┏━━
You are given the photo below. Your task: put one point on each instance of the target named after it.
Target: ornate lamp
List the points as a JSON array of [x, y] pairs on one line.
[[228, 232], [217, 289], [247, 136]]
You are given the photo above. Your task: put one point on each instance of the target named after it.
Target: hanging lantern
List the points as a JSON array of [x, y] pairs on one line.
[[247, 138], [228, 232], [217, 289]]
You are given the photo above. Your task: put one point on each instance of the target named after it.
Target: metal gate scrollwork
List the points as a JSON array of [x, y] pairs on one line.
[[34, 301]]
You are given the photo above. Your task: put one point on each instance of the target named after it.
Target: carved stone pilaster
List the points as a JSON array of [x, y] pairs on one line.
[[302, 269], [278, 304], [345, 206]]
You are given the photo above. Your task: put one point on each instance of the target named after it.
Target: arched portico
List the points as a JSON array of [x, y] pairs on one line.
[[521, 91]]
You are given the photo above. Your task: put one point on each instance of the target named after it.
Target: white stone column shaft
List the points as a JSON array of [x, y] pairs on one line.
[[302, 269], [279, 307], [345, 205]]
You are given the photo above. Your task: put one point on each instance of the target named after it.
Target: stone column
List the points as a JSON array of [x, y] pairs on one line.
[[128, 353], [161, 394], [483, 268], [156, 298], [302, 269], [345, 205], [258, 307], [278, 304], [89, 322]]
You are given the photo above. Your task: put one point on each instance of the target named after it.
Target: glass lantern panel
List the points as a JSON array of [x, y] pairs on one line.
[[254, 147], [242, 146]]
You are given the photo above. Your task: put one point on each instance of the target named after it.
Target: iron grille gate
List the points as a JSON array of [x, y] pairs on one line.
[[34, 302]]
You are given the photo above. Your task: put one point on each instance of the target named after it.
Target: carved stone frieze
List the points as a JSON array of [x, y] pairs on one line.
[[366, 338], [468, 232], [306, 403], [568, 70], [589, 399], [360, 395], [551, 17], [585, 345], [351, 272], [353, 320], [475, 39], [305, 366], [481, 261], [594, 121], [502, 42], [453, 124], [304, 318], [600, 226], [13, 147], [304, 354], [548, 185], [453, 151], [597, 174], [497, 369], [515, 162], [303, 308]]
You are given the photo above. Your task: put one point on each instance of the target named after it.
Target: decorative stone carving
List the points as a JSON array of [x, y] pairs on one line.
┗━━
┏━━
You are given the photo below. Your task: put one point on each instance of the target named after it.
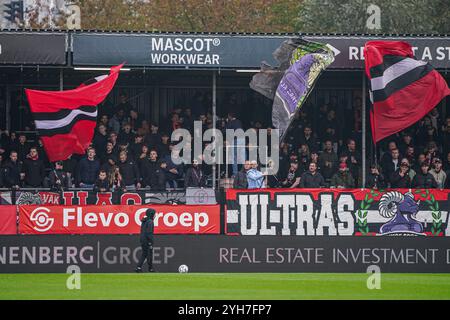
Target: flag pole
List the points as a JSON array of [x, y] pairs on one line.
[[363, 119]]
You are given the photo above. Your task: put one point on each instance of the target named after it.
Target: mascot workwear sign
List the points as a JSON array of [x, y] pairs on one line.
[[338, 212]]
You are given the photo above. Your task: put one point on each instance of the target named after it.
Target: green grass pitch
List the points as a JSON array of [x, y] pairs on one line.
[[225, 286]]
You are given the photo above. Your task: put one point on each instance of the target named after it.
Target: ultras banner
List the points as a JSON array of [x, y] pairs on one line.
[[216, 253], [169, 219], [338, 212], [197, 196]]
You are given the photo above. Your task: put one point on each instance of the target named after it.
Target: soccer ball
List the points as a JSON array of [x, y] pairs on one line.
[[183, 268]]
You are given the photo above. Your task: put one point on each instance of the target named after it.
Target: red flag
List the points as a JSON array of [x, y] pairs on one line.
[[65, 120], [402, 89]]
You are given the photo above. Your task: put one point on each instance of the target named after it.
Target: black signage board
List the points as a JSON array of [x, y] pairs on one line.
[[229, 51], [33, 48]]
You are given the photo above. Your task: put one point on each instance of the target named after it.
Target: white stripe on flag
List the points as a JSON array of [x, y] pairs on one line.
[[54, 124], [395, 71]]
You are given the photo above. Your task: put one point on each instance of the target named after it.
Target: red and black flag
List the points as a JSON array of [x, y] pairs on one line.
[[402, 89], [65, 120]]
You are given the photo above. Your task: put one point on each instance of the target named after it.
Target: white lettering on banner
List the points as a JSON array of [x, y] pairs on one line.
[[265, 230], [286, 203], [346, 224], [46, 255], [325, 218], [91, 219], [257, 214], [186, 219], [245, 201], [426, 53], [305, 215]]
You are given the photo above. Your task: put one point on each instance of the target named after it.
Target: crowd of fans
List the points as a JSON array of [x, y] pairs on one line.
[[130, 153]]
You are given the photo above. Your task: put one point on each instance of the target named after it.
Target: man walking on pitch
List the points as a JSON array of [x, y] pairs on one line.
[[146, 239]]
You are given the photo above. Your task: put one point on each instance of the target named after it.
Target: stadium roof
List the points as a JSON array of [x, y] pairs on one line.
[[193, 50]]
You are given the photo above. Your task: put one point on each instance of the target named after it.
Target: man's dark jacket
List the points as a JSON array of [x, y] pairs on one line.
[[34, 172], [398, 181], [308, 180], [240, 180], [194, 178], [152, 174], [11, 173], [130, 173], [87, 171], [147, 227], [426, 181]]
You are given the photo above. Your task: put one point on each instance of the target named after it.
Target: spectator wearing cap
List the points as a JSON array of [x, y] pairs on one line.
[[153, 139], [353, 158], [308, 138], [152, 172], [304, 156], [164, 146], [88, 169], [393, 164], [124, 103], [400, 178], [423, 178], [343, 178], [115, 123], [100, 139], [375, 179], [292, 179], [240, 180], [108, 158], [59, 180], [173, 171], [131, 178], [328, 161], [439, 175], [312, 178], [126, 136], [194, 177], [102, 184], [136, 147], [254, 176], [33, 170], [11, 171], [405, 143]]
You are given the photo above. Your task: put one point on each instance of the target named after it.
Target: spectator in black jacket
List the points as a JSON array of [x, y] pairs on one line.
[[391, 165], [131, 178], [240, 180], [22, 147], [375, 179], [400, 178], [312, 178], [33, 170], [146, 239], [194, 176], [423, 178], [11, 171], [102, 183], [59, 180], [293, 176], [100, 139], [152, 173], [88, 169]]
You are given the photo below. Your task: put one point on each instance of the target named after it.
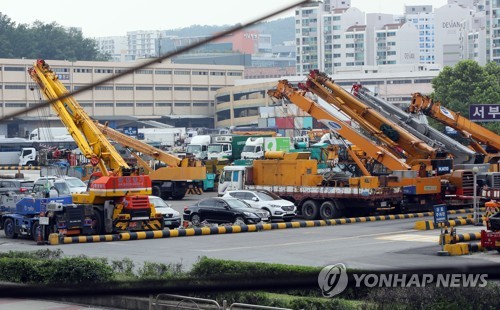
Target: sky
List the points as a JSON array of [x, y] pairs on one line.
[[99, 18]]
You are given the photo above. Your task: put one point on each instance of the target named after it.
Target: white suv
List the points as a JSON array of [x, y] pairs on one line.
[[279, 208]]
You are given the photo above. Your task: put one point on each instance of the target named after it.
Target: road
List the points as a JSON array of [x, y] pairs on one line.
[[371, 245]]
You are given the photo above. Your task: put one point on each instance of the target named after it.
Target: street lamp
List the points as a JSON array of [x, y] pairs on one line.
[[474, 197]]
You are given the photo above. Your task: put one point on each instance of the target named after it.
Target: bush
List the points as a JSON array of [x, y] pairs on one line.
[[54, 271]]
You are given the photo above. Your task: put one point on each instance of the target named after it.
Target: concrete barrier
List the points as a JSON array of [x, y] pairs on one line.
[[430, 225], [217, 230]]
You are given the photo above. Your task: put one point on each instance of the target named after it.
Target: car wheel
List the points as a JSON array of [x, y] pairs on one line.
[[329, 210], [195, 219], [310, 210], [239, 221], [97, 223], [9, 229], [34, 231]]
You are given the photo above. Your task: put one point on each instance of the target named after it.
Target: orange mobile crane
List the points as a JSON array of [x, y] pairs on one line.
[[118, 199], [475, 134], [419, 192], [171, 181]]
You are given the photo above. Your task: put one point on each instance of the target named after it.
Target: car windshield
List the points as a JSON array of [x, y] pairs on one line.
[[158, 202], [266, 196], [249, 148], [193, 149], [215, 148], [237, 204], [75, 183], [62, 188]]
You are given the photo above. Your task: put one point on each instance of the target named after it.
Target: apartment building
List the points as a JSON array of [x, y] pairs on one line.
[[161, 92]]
┗━━
WORK INSTRUCTIONS :: Wherever the string "lamp" appears in the entries above, list that line.

ANSWER SECTION ::
Target: ornate lamp
Target: street lamp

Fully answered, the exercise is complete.